◆ **Records for the exercise**
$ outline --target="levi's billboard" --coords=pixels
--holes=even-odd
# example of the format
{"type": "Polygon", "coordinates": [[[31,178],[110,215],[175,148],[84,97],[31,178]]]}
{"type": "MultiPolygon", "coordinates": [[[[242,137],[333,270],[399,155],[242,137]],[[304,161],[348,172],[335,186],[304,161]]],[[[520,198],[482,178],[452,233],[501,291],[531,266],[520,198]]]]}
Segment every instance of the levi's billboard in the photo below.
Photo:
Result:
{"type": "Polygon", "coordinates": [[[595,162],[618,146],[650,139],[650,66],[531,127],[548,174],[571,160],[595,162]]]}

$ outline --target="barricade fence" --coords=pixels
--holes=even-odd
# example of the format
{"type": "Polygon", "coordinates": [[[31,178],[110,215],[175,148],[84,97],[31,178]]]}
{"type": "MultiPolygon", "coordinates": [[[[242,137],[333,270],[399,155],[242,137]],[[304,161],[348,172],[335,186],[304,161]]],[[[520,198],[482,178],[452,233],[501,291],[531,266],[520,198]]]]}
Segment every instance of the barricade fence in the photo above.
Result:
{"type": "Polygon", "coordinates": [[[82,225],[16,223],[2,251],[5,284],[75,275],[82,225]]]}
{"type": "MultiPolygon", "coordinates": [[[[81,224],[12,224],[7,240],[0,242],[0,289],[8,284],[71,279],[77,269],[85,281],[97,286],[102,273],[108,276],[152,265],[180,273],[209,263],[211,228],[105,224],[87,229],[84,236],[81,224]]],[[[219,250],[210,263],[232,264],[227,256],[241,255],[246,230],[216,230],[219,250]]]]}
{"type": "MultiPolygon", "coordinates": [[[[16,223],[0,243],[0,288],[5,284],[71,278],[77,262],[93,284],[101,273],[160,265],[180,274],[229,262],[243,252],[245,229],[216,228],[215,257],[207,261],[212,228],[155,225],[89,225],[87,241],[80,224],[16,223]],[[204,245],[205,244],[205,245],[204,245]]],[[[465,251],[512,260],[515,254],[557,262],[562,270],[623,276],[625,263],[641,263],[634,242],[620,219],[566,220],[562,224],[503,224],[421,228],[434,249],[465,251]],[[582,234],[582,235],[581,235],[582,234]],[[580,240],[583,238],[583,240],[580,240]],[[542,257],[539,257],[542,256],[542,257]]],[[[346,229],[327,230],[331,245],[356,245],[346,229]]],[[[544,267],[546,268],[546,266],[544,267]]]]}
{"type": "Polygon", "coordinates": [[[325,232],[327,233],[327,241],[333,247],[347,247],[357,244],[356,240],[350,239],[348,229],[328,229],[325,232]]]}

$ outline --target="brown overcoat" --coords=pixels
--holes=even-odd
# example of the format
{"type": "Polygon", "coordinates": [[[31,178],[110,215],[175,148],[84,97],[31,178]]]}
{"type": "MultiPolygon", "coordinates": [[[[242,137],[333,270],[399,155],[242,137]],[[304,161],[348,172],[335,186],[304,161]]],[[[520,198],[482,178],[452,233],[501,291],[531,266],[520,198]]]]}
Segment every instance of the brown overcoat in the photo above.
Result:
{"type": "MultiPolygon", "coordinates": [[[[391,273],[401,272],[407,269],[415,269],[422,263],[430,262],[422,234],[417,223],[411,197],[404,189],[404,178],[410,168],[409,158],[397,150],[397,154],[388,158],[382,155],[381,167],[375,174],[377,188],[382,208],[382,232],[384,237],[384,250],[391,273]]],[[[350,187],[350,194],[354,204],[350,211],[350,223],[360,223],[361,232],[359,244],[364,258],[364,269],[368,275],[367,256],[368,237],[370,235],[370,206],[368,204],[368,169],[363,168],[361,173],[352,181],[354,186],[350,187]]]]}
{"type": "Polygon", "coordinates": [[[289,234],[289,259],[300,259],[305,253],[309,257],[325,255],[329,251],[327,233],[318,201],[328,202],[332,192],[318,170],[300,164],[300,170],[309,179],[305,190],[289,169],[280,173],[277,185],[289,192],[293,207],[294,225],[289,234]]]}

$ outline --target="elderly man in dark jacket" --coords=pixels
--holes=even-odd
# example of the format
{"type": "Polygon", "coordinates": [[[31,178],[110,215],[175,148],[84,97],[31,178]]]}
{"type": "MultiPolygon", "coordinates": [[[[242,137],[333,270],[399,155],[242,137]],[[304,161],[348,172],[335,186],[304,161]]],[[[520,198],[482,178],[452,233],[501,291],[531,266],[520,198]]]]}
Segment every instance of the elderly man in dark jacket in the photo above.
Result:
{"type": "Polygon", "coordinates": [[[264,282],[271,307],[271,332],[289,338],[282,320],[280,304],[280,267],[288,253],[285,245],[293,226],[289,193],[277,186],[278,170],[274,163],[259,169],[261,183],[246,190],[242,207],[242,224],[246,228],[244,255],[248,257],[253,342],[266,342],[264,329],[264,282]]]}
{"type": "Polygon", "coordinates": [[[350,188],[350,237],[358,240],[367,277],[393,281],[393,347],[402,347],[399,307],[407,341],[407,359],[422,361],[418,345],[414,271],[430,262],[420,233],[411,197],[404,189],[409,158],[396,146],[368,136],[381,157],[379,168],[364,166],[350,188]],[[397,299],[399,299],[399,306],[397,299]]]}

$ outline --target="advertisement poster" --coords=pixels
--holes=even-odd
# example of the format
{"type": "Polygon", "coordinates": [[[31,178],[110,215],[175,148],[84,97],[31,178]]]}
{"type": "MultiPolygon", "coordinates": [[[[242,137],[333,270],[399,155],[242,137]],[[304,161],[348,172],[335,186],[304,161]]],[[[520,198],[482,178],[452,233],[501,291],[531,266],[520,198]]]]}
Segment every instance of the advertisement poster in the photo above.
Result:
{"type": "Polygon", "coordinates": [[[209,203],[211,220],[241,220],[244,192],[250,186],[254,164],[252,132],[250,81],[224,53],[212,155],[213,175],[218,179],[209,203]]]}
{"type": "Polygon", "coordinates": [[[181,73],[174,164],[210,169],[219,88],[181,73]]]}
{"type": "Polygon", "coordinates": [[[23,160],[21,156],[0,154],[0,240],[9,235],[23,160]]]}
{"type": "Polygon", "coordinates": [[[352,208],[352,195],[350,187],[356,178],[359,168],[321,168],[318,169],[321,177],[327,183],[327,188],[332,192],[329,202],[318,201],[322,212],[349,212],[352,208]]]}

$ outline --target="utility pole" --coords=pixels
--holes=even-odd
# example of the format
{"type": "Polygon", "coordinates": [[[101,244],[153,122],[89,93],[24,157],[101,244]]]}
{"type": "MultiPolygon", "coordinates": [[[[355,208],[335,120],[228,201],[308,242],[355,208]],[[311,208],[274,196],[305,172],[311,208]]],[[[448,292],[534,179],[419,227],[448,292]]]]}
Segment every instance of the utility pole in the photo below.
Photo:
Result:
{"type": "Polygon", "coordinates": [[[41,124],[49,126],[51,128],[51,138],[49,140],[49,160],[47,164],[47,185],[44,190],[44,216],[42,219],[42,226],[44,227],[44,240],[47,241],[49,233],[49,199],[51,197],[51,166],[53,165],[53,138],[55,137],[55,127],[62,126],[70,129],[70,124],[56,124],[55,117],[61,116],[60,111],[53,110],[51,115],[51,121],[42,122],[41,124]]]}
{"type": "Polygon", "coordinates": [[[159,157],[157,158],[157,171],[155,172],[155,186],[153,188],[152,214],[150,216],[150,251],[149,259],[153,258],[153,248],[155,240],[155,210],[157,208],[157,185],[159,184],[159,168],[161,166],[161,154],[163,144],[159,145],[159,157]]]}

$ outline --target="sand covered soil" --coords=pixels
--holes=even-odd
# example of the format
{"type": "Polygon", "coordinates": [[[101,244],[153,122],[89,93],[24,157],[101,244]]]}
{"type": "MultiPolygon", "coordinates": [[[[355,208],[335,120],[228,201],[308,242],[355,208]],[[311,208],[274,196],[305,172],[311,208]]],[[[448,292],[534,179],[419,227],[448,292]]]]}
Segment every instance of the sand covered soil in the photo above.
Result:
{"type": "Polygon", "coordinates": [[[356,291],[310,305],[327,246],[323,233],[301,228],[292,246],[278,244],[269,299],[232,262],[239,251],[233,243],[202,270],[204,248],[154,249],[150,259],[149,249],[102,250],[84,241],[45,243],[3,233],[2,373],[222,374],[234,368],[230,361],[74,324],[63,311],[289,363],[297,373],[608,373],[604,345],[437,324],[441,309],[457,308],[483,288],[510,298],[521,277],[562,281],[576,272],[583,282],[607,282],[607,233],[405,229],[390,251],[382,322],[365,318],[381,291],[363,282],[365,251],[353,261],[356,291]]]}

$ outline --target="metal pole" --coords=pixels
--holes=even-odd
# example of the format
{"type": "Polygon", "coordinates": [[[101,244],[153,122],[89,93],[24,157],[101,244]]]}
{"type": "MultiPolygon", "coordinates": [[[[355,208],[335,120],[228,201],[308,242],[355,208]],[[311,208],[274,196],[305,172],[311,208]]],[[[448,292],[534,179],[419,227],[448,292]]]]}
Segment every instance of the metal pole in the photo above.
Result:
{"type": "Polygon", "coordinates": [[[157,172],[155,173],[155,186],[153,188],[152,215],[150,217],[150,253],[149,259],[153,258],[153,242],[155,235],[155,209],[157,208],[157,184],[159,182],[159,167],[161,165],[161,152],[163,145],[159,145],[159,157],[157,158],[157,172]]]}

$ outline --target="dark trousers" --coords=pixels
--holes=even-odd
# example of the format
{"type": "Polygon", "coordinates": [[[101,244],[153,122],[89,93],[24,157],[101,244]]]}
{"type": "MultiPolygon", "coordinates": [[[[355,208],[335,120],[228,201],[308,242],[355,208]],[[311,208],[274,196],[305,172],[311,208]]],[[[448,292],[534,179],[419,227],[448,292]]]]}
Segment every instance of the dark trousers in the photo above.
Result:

◆ **Directions**
If a line of the entries contains "below", it counts; say how many such lines there are and give only the number.

◆ **Solution to the exercise**
2